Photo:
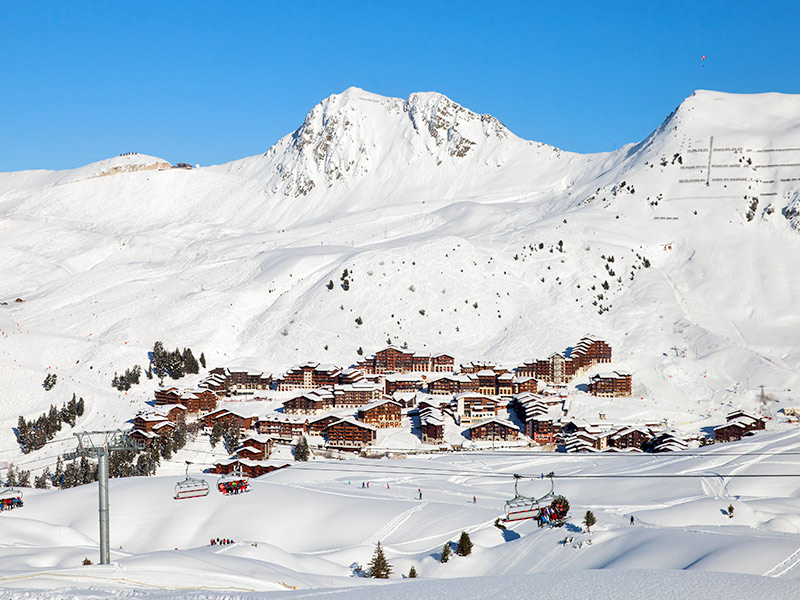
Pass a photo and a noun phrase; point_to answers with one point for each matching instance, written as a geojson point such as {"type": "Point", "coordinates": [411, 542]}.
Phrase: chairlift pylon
{"type": "Point", "coordinates": [520, 507]}
{"type": "Point", "coordinates": [10, 499]}
{"type": "Point", "coordinates": [234, 482]}
{"type": "Point", "coordinates": [190, 487]}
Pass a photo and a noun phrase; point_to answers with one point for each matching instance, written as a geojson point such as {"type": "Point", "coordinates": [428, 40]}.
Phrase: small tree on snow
{"type": "Point", "coordinates": [379, 567]}
{"type": "Point", "coordinates": [301, 451]}
{"type": "Point", "coordinates": [589, 520]}
{"type": "Point", "coordinates": [446, 552]}
{"type": "Point", "coordinates": [464, 545]}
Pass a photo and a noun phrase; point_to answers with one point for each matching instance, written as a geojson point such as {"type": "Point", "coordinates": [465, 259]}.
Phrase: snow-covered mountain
{"type": "Point", "coordinates": [457, 235]}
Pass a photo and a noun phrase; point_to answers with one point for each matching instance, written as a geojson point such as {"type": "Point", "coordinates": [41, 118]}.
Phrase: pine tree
{"type": "Point", "coordinates": [23, 434]}
{"type": "Point", "coordinates": [447, 551]}
{"type": "Point", "coordinates": [11, 476]}
{"type": "Point", "coordinates": [464, 545]}
{"type": "Point", "coordinates": [231, 435]}
{"type": "Point", "coordinates": [190, 363]}
{"type": "Point", "coordinates": [42, 481]}
{"type": "Point", "coordinates": [589, 520]}
{"type": "Point", "coordinates": [176, 369]}
{"type": "Point", "coordinates": [158, 359]}
{"type": "Point", "coordinates": [379, 567]}
{"type": "Point", "coordinates": [58, 476]}
{"type": "Point", "coordinates": [216, 433]}
{"type": "Point", "coordinates": [301, 451]}
{"type": "Point", "coordinates": [166, 449]}
{"type": "Point", "coordinates": [24, 479]}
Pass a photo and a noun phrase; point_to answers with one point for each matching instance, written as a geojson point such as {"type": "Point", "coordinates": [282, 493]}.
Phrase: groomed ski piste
{"type": "Point", "coordinates": [312, 525]}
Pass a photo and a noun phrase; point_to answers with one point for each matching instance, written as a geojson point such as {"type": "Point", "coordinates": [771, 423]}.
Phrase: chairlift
{"type": "Point", "coordinates": [520, 507]}
{"type": "Point", "coordinates": [190, 487]}
{"type": "Point", "coordinates": [233, 483]}
{"type": "Point", "coordinates": [10, 499]}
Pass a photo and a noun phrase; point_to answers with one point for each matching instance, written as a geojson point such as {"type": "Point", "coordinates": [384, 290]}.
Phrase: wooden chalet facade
{"type": "Point", "coordinates": [354, 395]}
{"type": "Point", "coordinates": [542, 430]}
{"type": "Point", "coordinates": [472, 407]}
{"type": "Point", "coordinates": [281, 426]}
{"type": "Point", "coordinates": [442, 363]}
{"type": "Point", "coordinates": [349, 434]}
{"type": "Point", "coordinates": [256, 447]}
{"type": "Point", "coordinates": [740, 423]}
{"type": "Point", "coordinates": [381, 414]}
{"type": "Point", "coordinates": [249, 468]}
{"type": "Point", "coordinates": [396, 360]}
{"type": "Point", "coordinates": [169, 395]}
{"type": "Point", "coordinates": [196, 401]}
{"type": "Point", "coordinates": [310, 403]}
{"type": "Point", "coordinates": [318, 424]}
{"type": "Point", "coordinates": [453, 384]}
{"type": "Point", "coordinates": [630, 437]}
{"type": "Point", "coordinates": [431, 425]}
{"type": "Point", "coordinates": [472, 368]}
{"type": "Point", "coordinates": [520, 385]}
{"type": "Point", "coordinates": [309, 376]}
{"type": "Point", "coordinates": [232, 417]}
{"type": "Point", "coordinates": [237, 379]}
{"type": "Point", "coordinates": [493, 430]}
{"type": "Point", "coordinates": [402, 382]}
{"type": "Point", "coordinates": [610, 385]}
{"type": "Point", "coordinates": [559, 369]}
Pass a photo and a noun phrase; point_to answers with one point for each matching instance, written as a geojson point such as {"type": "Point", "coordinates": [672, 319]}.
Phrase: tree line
{"type": "Point", "coordinates": [176, 364]}
{"type": "Point", "coordinates": [127, 463]}
{"type": "Point", "coordinates": [34, 434]}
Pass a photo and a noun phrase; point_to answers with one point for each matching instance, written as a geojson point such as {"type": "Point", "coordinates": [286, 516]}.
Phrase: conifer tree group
{"type": "Point", "coordinates": [379, 567]}
{"type": "Point", "coordinates": [176, 364]}
{"type": "Point", "coordinates": [127, 379]}
{"type": "Point", "coordinates": [301, 451]}
{"type": "Point", "coordinates": [33, 435]}
{"type": "Point", "coordinates": [464, 545]}
{"type": "Point", "coordinates": [589, 520]}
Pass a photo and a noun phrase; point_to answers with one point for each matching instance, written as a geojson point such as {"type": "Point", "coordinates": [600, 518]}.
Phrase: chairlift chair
{"type": "Point", "coordinates": [234, 482]}
{"type": "Point", "coordinates": [10, 499]}
{"type": "Point", "coordinates": [520, 507]}
{"type": "Point", "coordinates": [190, 487]}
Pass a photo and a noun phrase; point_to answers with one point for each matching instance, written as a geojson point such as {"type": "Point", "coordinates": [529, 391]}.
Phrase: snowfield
{"type": "Point", "coordinates": [459, 237]}
{"type": "Point", "coordinates": [311, 525]}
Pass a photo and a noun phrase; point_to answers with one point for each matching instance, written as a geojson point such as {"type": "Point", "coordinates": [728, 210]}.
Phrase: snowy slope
{"type": "Point", "coordinates": [438, 214]}
{"type": "Point", "coordinates": [310, 525]}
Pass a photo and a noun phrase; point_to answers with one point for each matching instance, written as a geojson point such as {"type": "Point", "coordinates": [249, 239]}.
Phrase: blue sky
{"type": "Point", "coordinates": [208, 82]}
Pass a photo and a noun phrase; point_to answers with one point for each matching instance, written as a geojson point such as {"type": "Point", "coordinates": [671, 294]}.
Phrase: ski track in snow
{"type": "Point", "coordinates": [394, 524]}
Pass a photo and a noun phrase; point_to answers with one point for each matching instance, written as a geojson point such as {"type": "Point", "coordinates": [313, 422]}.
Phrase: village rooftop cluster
{"type": "Point", "coordinates": [343, 409]}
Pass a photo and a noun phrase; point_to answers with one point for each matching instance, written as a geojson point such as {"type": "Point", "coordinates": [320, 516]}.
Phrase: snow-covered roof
{"type": "Point", "coordinates": [378, 403]}
{"type": "Point", "coordinates": [353, 421]}
{"type": "Point", "coordinates": [504, 422]}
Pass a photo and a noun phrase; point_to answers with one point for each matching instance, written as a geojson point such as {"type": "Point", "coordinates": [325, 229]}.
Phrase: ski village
{"type": "Point", "coordinates": [409, 344]}
{"type": "Point", "coordinates": [399, 402]}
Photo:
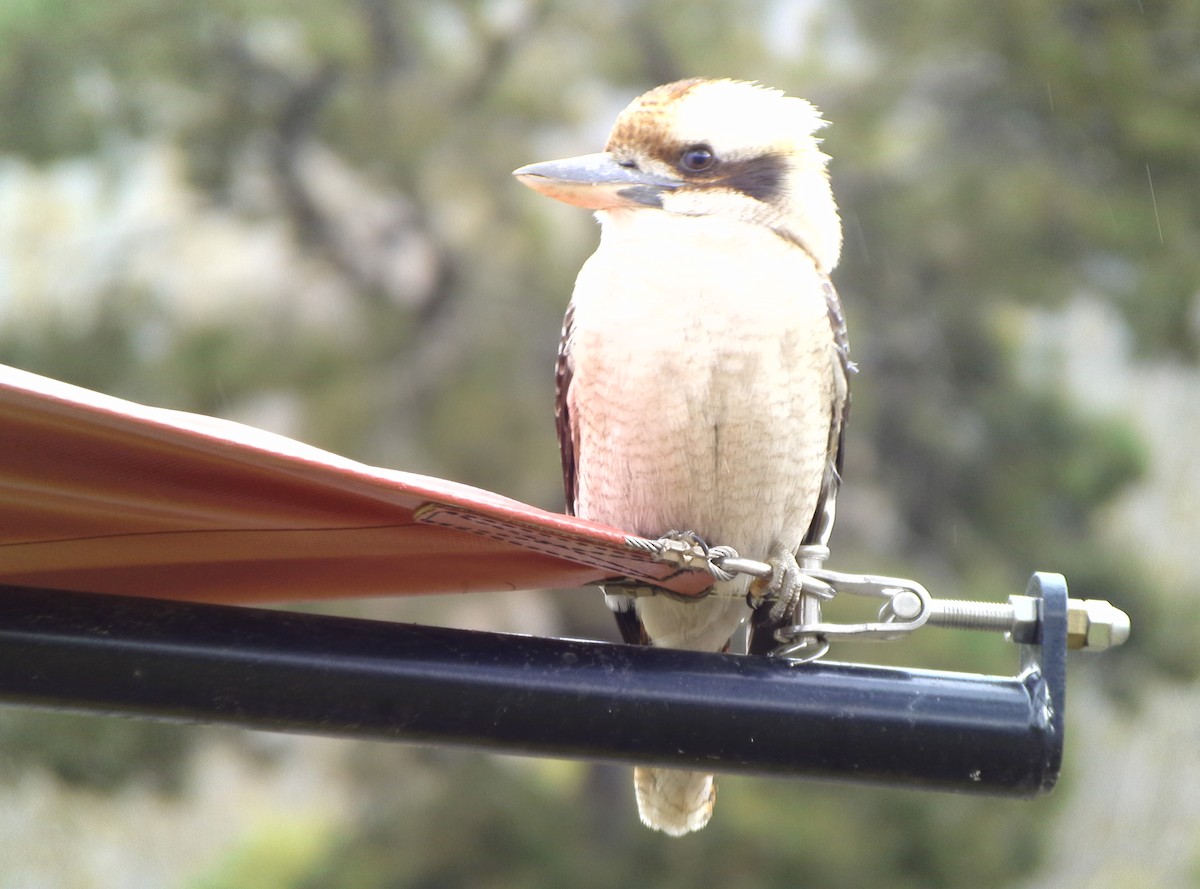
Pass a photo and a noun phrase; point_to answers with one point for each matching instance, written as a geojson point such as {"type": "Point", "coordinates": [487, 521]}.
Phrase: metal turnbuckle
{"type": "Point", "coordinates": [907, 606]}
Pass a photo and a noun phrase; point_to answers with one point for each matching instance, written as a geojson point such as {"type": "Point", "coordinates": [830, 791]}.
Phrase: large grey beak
{"type": "Point", "coordinates": [597, 182]}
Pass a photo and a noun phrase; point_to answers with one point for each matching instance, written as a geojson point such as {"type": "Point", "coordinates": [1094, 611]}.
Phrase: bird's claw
{"type": "Point", "coordinates": [785, 586]}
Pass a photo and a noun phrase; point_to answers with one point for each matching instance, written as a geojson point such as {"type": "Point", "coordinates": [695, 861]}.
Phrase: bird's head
{"type": "Point", "coordinates": [709, 148]}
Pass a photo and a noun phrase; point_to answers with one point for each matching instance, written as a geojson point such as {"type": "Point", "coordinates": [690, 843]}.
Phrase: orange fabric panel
{"type": "Point", "coordinates": [106, 496]}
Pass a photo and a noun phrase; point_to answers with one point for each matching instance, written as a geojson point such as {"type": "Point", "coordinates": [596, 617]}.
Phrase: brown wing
{"type": "Point", "coordinates": [568, 440]}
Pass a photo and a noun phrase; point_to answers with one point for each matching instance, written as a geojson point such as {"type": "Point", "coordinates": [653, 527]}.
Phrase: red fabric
{"type": "Point", "coordinates": [106, 496]}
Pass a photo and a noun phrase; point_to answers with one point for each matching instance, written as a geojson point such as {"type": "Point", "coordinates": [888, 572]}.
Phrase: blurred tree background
{"type": "Point", "coordinates": [299, 215]}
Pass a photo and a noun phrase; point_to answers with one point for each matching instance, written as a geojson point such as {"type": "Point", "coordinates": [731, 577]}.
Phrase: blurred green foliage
{"type": "Point", "coordinates": [988, 158]}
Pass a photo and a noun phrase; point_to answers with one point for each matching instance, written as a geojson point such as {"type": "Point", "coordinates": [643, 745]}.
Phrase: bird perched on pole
{"type": "Point", "coordinates": [702, 376]}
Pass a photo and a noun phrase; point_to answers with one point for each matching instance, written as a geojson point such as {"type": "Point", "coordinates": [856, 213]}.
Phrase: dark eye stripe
{"type": "Point", "coordinates": [760, 178]}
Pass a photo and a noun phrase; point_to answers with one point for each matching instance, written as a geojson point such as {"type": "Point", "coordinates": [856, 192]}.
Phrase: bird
{"type": "Point", "coordinates": [702, 377]}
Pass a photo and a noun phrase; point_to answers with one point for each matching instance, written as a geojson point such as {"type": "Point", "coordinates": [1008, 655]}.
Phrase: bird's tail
{"type": "Point", "coordinates": [675, 802]}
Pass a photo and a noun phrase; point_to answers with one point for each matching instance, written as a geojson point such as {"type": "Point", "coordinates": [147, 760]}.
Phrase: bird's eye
{"type": "Point", "coordinates": [697, 158]}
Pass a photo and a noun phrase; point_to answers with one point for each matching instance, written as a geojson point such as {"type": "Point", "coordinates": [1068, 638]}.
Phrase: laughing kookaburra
{"type": "Point", "coordinates": [702, 377]}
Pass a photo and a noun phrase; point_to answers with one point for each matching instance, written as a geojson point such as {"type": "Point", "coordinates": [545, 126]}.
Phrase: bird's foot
{"type": "Point", "coordinates": [785, 584]}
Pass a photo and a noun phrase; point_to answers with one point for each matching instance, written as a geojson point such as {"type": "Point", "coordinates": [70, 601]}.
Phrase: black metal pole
{"type": "Point", "coordinates": [288, 672]}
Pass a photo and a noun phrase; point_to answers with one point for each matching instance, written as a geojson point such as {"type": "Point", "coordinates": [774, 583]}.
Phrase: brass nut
{"type": "Point", "coordinates": [1095, 624]}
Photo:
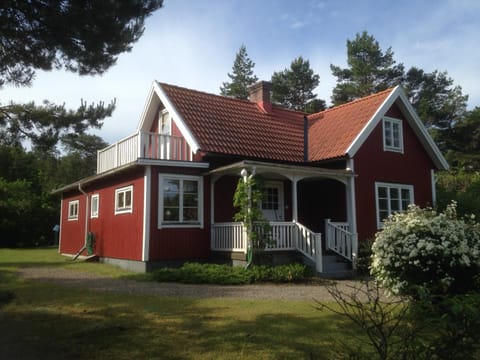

Set task: Locate every line in the records that contains the word "covered" and copy each of those lines.

Complete answer:
Phrase: snow-covered mountain
Phrase: snow-covered roof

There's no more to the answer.